The output should consist solely of the line containing "the blue beret" and the lines that follow it through the end of the data below.

-- start Data listing --

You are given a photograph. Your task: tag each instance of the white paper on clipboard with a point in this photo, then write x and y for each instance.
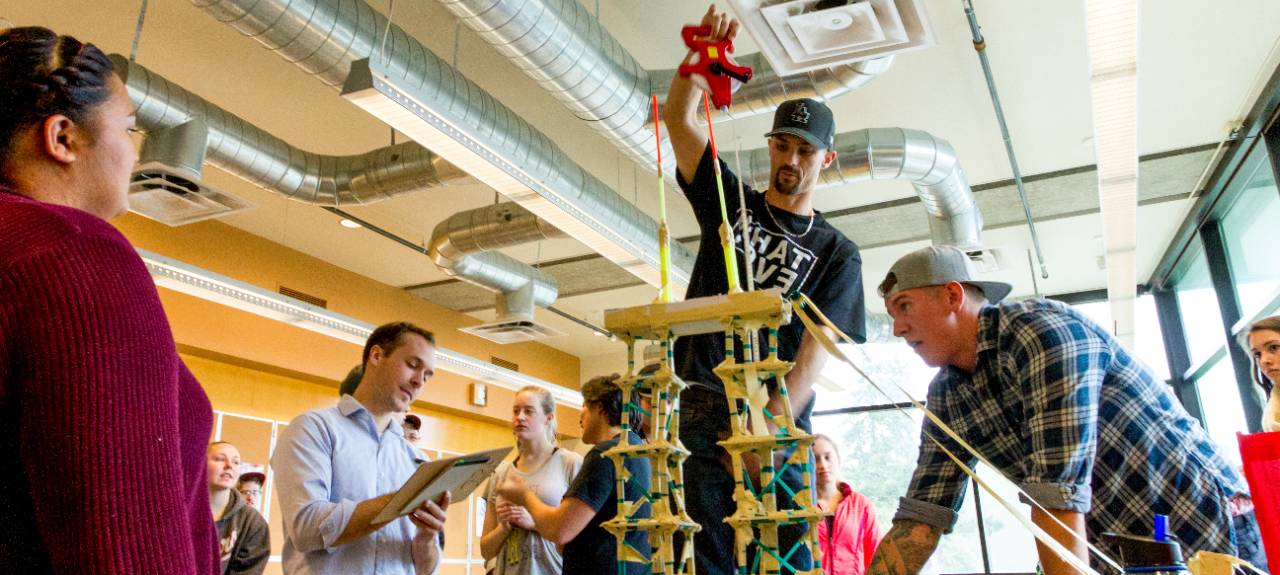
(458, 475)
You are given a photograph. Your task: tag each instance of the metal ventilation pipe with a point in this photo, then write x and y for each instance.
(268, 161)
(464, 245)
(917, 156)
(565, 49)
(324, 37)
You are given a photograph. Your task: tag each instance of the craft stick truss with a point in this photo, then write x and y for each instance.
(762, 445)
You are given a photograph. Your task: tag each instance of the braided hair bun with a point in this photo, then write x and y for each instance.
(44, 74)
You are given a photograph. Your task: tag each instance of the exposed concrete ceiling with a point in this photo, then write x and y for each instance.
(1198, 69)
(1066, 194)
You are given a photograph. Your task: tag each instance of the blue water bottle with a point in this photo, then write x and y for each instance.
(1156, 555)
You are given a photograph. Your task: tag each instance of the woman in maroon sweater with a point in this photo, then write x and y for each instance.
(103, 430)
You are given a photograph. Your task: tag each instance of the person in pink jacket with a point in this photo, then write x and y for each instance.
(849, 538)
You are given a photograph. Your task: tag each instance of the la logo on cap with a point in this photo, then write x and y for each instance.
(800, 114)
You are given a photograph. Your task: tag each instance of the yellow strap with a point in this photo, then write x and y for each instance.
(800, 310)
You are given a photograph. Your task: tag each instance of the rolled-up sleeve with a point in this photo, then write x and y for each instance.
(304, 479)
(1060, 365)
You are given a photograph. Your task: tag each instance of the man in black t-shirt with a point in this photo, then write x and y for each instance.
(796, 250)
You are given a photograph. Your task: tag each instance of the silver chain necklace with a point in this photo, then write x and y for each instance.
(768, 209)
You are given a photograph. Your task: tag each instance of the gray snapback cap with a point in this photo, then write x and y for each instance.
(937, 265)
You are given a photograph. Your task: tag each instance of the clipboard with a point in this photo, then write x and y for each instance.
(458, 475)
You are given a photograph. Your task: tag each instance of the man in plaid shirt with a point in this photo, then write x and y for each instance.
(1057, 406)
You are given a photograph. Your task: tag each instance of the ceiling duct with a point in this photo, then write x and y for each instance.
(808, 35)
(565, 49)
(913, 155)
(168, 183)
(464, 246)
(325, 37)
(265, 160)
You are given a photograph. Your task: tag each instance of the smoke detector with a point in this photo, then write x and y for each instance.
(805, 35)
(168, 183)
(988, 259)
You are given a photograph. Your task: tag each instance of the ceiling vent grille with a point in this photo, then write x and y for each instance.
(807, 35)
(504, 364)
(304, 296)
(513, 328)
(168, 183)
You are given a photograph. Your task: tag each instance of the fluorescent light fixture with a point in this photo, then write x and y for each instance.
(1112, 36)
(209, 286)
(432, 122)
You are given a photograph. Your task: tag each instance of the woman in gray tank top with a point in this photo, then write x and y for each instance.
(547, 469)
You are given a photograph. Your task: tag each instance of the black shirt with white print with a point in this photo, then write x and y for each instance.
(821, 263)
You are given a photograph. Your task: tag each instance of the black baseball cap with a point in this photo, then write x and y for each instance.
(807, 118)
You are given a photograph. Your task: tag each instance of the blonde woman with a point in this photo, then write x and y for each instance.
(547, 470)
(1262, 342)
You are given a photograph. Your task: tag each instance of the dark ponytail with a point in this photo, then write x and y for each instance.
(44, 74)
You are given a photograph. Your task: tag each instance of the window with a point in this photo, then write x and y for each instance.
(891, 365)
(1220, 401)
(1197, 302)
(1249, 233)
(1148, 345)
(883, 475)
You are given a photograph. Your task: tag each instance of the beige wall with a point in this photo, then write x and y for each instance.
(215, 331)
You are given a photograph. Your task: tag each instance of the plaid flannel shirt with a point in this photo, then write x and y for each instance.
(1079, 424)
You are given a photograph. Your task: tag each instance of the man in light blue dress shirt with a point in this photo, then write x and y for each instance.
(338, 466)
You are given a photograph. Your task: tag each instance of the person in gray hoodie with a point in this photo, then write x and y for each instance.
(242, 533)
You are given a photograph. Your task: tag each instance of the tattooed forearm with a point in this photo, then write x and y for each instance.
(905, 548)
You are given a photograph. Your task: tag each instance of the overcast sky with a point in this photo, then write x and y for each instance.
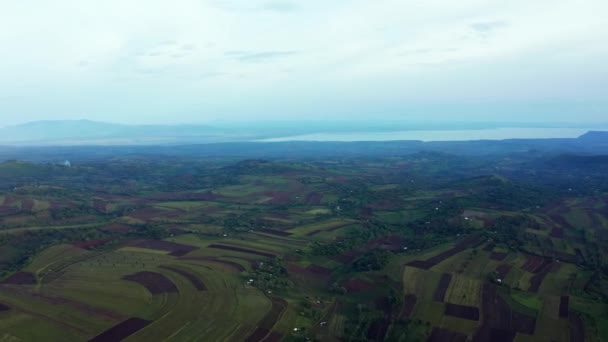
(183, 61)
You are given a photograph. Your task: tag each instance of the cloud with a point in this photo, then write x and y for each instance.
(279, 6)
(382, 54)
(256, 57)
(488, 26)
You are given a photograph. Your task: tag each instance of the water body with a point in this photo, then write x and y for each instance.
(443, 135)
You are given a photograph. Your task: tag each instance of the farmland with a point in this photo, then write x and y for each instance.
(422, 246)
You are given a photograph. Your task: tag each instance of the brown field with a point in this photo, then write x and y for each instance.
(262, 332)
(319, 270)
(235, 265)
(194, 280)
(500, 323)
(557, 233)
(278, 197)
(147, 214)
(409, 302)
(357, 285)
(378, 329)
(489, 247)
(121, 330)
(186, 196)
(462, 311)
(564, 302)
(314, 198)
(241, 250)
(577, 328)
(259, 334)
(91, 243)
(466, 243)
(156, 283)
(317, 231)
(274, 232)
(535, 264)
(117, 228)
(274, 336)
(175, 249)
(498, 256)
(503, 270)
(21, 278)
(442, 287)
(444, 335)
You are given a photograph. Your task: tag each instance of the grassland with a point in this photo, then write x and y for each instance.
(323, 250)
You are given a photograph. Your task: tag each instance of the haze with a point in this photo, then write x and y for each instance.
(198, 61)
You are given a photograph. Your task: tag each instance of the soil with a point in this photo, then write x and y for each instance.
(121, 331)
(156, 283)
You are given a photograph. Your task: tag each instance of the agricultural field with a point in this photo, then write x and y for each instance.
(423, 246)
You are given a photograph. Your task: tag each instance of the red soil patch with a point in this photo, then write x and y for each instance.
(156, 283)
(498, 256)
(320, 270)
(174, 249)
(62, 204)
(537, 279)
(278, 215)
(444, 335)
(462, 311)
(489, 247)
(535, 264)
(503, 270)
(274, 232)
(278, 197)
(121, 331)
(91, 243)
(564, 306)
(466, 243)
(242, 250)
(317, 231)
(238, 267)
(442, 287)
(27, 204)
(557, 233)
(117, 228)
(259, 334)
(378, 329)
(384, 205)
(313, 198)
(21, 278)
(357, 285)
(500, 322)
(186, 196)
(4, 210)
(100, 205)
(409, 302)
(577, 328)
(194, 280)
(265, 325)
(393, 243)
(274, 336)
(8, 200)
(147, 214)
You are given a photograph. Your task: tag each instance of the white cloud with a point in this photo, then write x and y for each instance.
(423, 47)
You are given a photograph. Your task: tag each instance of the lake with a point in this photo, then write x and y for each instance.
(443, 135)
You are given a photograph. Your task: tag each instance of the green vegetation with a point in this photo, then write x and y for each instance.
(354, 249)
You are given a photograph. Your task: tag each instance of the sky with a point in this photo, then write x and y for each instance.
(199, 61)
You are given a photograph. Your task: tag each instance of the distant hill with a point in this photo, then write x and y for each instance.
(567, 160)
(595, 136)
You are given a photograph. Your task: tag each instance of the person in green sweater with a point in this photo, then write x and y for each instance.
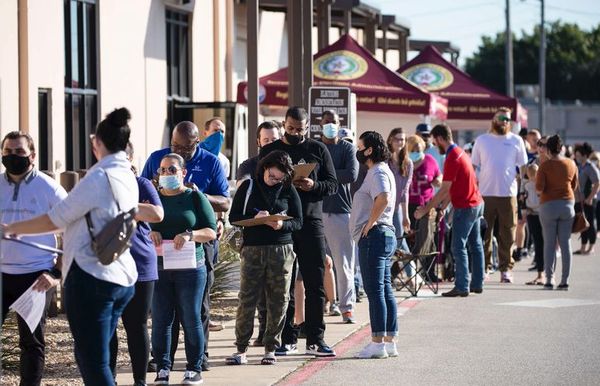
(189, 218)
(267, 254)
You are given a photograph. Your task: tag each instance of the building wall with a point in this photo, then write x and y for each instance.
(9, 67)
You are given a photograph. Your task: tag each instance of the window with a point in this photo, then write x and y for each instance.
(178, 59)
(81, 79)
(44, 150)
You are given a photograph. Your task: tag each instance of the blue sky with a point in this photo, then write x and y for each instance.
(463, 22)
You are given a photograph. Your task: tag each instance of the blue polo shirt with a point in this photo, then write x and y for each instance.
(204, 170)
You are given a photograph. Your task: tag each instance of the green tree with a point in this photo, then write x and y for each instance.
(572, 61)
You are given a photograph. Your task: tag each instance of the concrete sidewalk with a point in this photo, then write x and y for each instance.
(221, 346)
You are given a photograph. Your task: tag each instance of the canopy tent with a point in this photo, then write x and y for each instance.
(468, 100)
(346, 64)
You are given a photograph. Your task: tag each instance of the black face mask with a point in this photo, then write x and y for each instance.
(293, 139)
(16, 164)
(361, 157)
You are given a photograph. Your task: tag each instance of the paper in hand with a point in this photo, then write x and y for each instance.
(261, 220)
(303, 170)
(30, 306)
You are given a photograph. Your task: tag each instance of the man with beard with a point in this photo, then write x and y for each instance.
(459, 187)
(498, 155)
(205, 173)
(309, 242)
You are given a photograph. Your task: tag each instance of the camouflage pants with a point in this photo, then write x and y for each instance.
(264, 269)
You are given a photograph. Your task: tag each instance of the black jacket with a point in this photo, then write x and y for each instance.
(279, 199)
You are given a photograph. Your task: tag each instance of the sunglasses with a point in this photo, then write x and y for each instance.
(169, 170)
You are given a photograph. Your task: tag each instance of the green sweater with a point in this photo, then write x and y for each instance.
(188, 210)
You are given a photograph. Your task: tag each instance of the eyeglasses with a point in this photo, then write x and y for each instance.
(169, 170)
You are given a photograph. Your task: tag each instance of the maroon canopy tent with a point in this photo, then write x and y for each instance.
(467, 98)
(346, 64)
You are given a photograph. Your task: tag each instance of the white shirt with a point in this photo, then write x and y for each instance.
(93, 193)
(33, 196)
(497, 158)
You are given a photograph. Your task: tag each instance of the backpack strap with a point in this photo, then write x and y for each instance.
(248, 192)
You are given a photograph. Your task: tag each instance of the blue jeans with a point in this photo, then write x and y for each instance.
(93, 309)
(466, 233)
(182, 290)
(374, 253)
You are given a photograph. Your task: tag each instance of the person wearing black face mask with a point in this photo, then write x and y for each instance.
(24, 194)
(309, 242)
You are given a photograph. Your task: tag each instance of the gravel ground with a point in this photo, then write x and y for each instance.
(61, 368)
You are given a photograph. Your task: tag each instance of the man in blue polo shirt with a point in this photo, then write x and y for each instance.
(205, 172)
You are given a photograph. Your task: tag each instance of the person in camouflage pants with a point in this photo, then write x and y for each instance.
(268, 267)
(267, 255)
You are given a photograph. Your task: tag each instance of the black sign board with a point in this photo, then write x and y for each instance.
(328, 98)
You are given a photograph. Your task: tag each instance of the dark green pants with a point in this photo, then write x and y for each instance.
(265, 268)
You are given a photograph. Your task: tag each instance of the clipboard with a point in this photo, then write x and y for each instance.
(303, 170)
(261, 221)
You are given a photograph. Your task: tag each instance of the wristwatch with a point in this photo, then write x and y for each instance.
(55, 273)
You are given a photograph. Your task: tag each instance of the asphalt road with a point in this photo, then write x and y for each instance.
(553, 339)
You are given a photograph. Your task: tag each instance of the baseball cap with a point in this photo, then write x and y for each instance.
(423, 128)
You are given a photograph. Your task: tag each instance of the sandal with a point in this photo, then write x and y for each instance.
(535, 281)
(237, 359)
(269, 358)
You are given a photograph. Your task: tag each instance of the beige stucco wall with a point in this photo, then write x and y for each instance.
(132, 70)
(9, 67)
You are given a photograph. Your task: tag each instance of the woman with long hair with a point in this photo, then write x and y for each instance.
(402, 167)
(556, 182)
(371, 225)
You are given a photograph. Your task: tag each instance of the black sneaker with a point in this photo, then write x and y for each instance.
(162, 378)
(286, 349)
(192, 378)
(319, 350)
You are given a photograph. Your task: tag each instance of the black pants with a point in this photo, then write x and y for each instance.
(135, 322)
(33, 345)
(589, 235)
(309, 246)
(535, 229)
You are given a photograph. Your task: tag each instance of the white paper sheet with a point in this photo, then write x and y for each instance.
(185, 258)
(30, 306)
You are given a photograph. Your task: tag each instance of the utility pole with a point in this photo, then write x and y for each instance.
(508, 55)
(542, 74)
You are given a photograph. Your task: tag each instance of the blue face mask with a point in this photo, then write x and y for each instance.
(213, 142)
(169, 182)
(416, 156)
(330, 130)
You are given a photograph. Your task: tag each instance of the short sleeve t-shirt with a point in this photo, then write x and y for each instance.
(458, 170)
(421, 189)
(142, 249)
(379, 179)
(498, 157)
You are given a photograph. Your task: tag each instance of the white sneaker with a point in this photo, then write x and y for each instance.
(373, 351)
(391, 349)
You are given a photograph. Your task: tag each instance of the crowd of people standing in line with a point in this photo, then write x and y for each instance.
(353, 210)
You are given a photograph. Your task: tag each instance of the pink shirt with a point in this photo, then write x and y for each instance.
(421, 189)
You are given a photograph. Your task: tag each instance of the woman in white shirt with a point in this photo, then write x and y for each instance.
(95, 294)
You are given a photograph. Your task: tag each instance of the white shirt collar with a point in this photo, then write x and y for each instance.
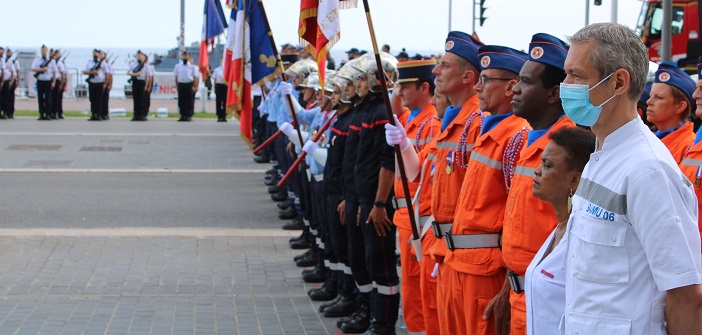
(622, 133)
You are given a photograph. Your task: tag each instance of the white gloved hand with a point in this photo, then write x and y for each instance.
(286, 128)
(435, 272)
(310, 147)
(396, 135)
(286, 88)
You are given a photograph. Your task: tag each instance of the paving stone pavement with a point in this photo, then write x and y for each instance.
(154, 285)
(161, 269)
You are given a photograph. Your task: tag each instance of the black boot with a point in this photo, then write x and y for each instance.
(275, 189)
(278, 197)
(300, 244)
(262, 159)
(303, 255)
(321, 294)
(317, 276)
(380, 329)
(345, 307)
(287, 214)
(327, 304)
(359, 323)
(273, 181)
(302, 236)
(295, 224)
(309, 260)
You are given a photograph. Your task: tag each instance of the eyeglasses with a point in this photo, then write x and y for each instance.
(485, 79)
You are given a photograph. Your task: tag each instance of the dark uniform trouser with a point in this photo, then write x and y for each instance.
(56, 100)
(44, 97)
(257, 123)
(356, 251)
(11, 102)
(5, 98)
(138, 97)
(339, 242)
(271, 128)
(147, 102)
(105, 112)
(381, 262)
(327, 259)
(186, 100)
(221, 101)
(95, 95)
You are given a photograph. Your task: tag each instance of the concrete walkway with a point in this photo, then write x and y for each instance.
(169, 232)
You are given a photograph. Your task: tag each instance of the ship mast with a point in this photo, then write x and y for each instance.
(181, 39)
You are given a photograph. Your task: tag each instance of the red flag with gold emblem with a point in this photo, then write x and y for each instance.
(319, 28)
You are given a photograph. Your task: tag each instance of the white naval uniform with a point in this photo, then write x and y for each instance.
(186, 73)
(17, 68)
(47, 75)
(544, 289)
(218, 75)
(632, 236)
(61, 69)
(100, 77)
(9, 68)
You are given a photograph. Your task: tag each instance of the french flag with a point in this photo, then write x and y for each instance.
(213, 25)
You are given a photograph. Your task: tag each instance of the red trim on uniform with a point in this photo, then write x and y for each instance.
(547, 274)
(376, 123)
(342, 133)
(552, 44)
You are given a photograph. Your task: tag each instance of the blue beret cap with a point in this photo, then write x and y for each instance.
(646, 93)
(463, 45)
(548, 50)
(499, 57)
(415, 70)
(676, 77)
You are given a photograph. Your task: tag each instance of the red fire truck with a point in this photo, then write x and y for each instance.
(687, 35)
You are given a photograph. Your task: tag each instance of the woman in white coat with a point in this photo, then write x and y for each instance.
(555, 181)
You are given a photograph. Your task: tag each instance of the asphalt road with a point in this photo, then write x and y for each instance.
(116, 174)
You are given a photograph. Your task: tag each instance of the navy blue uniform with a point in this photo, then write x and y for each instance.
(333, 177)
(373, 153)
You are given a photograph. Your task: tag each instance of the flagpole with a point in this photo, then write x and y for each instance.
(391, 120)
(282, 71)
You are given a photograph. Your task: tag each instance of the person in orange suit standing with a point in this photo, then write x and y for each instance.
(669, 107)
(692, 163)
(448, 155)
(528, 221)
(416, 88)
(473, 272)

-- end Data listing --

Final answer:
You are given a photograph. Your task: tag each instance of the blue beret cap with a point in this photo, then write x and y for each instance.
(646, 93)
(463, 45)
(548, 50)
(499, 57)
(415, 70)
(676, 77)
You are given a photograph. Your task: tag each instance of the red fire truck with a point in this photo, then write x and y for each instance.
(687, 35)
You are given a photograph. Your task: tag each instance of the woman in white coat with a point in this photo, then write x and y for each instance.
(555, 181)
You are given a photograph. Your task: tag each instance of the asphalt road with a point in this photo, then write x and y for each instance.
(116, 174)
You are given a photograph. Your task: tag each instance of the navy blue uniform with a point in this photo, then write x and y for each instance.
(333, 177)
(373, 153)
You are given a photograph. Your task: tag each instance of the flagpole with a point in this photo, then write x and y for each instance.
(391, 120)
(282, 71)
You are given a photograph. Your task: tag each instance of the person in orange suit standing with a point in this photo, then write x and y for each instance.
(669, 107)
(692, 163)
(448, 155)
(528, 221)
(416, 88)
(473, 272)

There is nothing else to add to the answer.